Quizás sea la duda algo que siempre nos incomoda y nos inquieta en nuestro quehacer humano. Sin embargo, ella genera mucho movimiento emocional que nos ancla en las situaciones y nos conecta con ellas.

Hay que confiar, dicen algunos, y se entiende por confiar aquello que nos da la ligereza, la velocidad y nos deja sin posibilidad de procesar lo vivido, lo relacionado o lo por vivir.

La duda es esa posibilidad de detenernos en nuestras propias expectativas, en lo que otros nos quieren vender, en las muchas seducciones a las que estamos expuestos. Ella nos permite relentarnos, tomar nuestro bastón y detenernos para examinar, masticar, y dejar que se enciendan nuestras alarmas más primarias, señalándonos que algo no se parece a lo soñado o idealizado.

La duda y la sospecha son distintas, aunque astillas de un mismo palo. La sospecha surge luego de hallar pistas, rastros, detalles que muevan nuestra duda hacia el otro, y si bien es necesaria, nos pone a la defensiva y pone la atención mayor en esa costura que acabamos de hallar. La duda, en cambio, se trata de algo que deberíamos contener como parte del vivir. Alinearnos con ella, ya no como la sospecha que tensa e inhibe, sino como una forma sana de ese darnos tiempo, de valorar lo humano sin exigirle lo que no es posible, y el ponderar nuestra capacidad de cargar o vivir lo que allí está, se constituye en algo sano y oportuno en tiempos cuando la sobrevivencia nos atropella.

#### [Partes del ejercicio]
1) Transcriba literalmente el pasaje del texto sobre la duda que comienza en las palabras "La duda y la" y concluye tras las palabras "sobrevivencia nos atropella.".
2) Responda, a partir del texto sobre la duda, las siguientes preguntas:
(a) ¿Qué surge luego de hallar pistas, rastros y detalles?
(b) ¿Qué dos cosas nos da aquello que se entiende por confiar?
(c) ¿Qué tomamos para detenernos a examinar?

#### [Etiquetas de puntos de objetos]
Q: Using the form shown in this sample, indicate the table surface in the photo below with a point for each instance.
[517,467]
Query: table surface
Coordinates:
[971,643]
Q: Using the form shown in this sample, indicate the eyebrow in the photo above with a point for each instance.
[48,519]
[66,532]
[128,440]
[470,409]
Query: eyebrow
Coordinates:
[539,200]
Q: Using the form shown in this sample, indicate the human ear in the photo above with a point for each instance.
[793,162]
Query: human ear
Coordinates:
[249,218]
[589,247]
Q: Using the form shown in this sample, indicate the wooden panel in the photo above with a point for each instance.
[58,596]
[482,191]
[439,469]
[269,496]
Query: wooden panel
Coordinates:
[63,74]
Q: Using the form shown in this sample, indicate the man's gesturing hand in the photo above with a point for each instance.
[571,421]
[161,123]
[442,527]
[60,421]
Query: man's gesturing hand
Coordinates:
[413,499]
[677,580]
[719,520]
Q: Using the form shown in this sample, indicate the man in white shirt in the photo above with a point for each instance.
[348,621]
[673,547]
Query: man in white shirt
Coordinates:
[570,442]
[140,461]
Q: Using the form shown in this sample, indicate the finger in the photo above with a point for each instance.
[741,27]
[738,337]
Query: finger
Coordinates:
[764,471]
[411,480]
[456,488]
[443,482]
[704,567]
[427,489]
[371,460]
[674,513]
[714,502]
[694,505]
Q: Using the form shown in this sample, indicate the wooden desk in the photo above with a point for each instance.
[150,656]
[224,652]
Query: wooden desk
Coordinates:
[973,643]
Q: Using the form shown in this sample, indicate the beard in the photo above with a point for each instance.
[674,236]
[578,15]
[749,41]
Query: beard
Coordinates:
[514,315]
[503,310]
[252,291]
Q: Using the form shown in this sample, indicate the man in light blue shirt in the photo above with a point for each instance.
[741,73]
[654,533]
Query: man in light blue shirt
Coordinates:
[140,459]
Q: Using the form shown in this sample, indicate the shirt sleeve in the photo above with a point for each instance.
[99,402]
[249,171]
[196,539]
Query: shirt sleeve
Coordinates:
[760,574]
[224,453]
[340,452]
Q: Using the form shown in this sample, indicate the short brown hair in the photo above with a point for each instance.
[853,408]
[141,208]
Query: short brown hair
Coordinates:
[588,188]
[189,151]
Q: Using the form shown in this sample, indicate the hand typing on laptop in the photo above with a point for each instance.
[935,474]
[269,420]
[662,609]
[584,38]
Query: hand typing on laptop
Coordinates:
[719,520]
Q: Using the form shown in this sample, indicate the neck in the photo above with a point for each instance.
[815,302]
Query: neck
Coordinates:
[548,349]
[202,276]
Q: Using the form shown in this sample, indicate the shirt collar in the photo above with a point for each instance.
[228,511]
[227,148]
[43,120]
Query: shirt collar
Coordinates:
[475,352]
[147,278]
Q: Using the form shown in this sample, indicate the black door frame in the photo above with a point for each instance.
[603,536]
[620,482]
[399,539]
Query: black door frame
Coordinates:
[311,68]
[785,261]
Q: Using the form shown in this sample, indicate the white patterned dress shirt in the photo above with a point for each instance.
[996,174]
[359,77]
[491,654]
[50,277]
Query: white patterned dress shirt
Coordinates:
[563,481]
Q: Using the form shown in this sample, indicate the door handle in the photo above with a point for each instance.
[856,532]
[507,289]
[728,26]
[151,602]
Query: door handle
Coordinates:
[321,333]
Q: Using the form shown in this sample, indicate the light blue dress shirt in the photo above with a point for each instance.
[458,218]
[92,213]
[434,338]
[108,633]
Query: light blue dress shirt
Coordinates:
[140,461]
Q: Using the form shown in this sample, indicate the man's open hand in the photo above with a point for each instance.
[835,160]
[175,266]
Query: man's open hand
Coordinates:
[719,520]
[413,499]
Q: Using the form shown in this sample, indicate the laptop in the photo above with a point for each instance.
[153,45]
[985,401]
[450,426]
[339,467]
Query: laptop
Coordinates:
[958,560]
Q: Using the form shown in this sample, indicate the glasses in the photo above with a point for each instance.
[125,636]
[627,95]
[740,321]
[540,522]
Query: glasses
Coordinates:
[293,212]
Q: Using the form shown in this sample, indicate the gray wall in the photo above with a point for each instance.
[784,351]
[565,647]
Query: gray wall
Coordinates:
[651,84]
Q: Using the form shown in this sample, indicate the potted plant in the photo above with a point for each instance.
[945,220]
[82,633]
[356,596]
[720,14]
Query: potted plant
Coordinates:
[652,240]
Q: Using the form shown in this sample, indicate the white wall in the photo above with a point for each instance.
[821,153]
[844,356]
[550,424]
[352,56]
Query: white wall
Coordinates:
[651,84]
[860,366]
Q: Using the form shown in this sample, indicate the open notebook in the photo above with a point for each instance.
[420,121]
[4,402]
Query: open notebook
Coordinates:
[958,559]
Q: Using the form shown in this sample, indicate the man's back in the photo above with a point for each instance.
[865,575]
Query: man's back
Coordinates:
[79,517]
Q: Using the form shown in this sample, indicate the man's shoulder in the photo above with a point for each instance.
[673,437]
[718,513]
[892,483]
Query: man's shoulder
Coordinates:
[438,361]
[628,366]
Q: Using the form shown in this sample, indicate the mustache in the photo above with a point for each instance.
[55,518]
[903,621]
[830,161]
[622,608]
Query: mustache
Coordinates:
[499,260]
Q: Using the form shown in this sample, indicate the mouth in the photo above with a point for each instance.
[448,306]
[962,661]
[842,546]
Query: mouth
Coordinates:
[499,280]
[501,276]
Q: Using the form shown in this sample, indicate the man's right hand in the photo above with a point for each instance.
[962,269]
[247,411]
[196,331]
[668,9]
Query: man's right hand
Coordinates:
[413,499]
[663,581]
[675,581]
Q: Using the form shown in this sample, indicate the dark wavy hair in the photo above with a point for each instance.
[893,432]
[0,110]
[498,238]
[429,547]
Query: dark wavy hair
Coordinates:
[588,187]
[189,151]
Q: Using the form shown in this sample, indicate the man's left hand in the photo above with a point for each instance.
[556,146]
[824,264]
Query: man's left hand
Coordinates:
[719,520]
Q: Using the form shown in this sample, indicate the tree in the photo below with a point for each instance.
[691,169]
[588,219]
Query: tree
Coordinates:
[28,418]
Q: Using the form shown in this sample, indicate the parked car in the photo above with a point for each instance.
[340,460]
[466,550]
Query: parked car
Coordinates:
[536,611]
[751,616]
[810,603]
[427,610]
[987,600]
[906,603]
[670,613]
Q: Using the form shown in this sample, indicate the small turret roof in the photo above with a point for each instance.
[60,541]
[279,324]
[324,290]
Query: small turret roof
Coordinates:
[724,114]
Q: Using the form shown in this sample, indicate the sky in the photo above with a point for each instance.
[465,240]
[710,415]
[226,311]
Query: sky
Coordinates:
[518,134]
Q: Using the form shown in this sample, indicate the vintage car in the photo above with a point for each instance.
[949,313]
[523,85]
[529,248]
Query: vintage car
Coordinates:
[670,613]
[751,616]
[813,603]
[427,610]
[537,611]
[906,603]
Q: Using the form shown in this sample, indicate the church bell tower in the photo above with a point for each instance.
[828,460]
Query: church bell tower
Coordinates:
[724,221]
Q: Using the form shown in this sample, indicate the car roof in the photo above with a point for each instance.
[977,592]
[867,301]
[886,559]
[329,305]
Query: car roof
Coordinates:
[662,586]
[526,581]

#### [Respuestas del ejercicio]
1)
La duda y la sospecha son distintas, aunque astillas de un mismo palo. La sospecha surge luego de hallar pistas, rastros, detalles que muevan nuestra duda hacia el otro, y si bien es necesaria, nos pone a la defensiva y pone la atención mayor en esa costura que acabamos de hallar. La duda, en cambio, se trata de algo que deberíamos contener como parte del vivir. Alinearnos con ella, ya no como la sospecha que tensa e inhibe, sino como una forma sana de ese darnos tiempo, de valorar lo humano sin exigirle lo que no es posible, y el ponderar nuestra capacidad de cargar o vivir lo que allí está, se constituye en algo sano y oportuno en tiempos cuando la sobrevivencia nos atropella.

2)
(a) La sospecha.
(b) La ligereza y la velocidad.
(c) Nuestro bastón.